### [DATA EXCERPTS]
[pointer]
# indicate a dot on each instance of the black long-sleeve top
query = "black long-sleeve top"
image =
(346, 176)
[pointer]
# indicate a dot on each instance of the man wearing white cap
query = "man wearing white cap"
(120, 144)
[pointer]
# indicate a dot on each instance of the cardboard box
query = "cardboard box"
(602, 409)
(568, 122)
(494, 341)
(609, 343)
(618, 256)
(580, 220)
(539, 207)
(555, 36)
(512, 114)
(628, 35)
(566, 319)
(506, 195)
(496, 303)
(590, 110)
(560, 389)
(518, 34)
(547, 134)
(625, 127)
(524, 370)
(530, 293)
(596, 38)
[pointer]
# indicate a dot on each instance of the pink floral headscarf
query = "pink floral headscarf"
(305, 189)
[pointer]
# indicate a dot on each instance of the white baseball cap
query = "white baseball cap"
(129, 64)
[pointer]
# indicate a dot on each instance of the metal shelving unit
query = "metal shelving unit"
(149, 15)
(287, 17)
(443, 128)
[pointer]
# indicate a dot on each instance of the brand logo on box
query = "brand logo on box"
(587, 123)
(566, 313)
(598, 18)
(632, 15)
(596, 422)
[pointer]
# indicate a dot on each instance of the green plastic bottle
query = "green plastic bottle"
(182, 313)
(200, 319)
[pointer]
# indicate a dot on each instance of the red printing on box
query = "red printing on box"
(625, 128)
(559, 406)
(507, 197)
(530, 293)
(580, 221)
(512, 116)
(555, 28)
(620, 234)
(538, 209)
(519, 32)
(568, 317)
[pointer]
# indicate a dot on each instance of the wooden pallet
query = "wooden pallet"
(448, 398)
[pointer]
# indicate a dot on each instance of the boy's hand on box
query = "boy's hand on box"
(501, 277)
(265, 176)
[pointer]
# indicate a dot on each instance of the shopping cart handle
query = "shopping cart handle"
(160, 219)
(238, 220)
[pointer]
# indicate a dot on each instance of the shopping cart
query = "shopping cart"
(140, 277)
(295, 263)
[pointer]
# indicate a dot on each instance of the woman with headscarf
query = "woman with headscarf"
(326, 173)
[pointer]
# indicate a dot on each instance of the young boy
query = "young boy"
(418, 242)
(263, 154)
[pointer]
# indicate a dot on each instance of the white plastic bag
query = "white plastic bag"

### [DO THIS]
Extract the complete listing verbatim.

### [ANSWER TO THE PROBLEM]
[pointer]
# indicate a dot on each instance of the black long-sleeve top
query = "black long-sleeve top"
image =
(346, 176)
[pointer]
# indicate a dot on each instance of the man wearing white cap
query = "man wearing white cap"
(120, 144)
[pointer]
# indicate a dot on each instance of the cardboard box
query = "cardboard box"
(602, 409)
(568, 122)
(494, 341)
(609, 343)
(618, 256)
(580, 220)
(539, 207)
(555, 36)
(512, 114)
(628, 35)
(566, 319)
(506, 195)
(496, 303)
(590, 110)
(560, 389)
(518, 34)
(547, 134)
(625, 127)
(524, 370)
(530, 293)
(596, 38)
[pointer]
# indicate a dot on each instance of the pink floral headscarf
query = "pink floral headscarf"
(305, 189)
[pointer]
# indicate a dot on each instance of the white baseball cap
query = "white baseball cap"
(129, 64)
[pointer]
# indicate a dot on each instance of the metal shelving unit
query = "metal shelving unit"
(149, 15)
(287, 17)
(443, 128)
[pointer]
# indicate a dot on each instance of the brand logo on box
query = "brand logo on box"
(587, 123)
(566, 313)
(598, 18)
(632, 15)
(596, 422)
[pointer]
# indicate a dot on each instance of the green plastic bottle
query = "green plastic bottle"
(182, 313)
(200, 319)
[pointer]
# indicate a dot on each instance of the red printing on box
query = "red printing on box"
(625, 128)
(559, 406)
(507, 197)
(530, 293)
(580, 221)
(512, 116)
(555, 28)
(620, 234)
(538, 209)
(519, 32)
(568, 317)
[pointer]
# indicate a dot on each instance of the wooden pallet
query = "wooden pallet"
(448, 398)
[pointer]
# indicate a dot on each instance of the boy's hand on box
query = "boy's hand on box"
(501, 277)
(265, 176)
[pointer]
# indicate a dot on each instance of the shopping cart handle
query = "shopping cart handle"
(160, 219)
(238, 220)
[pointer]
# indicate a dot on each instance of the shopping cart
query = "shopping cart"
(140, 277)
(295, 263)
[pointer]
# indicate a dot on each instance of the woman with headscarf
query = "woman with headscarf"
(326, 173)
[pointer]
# indicate a dot on each instance of the young boy
query = "young boy"
(418, 242)
(263, 154)
[pointer]
# indicate a dot on each instance of the white plastic bag
query = "white plastic bag"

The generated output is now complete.